What this task involves
Extract the lines of the data below, from the start through the line containing "column 345, row 80", both ends included, and reproduce them word for word. Omit the pictures.

(Source records)
※
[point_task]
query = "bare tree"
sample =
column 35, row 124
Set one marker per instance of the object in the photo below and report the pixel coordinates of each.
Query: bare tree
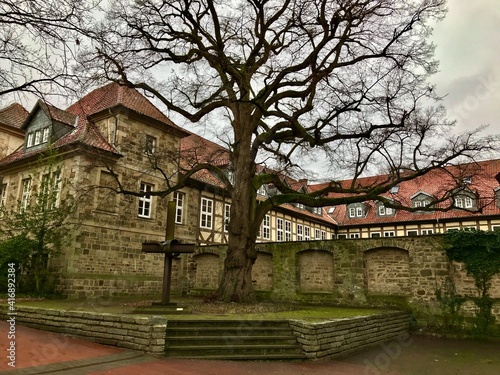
column 38, row 40
column 345, row 80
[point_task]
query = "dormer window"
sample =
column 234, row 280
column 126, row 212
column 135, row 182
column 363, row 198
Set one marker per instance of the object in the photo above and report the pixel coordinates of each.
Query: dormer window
column 38, row 137
column 150, row 146
column 421, row 199
column 464, row 201
column 385, row 211
column 262, row 191
column 356, row 210
column 29, row 141
column 45, row 135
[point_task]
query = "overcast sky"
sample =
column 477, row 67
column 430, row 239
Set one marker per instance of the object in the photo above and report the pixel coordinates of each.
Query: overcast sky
column 468, row 48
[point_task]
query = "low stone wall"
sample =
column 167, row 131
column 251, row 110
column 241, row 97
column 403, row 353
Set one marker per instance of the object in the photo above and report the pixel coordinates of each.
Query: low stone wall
column 343, row 336
column 137, row 333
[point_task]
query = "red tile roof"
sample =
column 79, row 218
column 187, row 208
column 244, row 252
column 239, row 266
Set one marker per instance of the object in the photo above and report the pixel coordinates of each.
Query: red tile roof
column 13, row 115
column 113, row 95
column 436, row 183
column 85, row 133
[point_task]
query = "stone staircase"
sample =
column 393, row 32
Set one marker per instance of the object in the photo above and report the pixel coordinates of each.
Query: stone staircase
column 232, row 340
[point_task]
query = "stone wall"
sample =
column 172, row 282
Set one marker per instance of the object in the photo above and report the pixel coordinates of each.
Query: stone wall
column 343, row 336
column 144, row 334
column 355, row 272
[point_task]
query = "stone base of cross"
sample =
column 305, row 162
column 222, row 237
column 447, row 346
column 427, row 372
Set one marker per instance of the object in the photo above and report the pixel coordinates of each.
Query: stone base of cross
column 172, row 249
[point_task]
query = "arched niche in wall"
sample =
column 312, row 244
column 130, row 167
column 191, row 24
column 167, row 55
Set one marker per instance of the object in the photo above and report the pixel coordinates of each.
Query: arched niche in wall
column 387, row 271
column 316, row 273
column 207, row 271
column 262, row 271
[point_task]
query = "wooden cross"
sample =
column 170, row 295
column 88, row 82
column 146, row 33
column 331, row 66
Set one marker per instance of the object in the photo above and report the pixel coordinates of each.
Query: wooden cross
column 171, row 248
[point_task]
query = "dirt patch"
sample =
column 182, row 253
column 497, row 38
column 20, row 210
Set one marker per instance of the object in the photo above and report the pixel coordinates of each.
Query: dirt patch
column 420, row 355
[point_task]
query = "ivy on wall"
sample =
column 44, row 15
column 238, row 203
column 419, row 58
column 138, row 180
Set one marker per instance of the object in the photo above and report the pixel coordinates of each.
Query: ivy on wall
column 479, row 251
※
Final result
[point_task]
query = "bare tree"
sample =
column 35, row 124
Set one marker per instance of the object in the photo below and report the pixel coordinates of each.
Query: bare tree
column 38, row 40
column 345, row 80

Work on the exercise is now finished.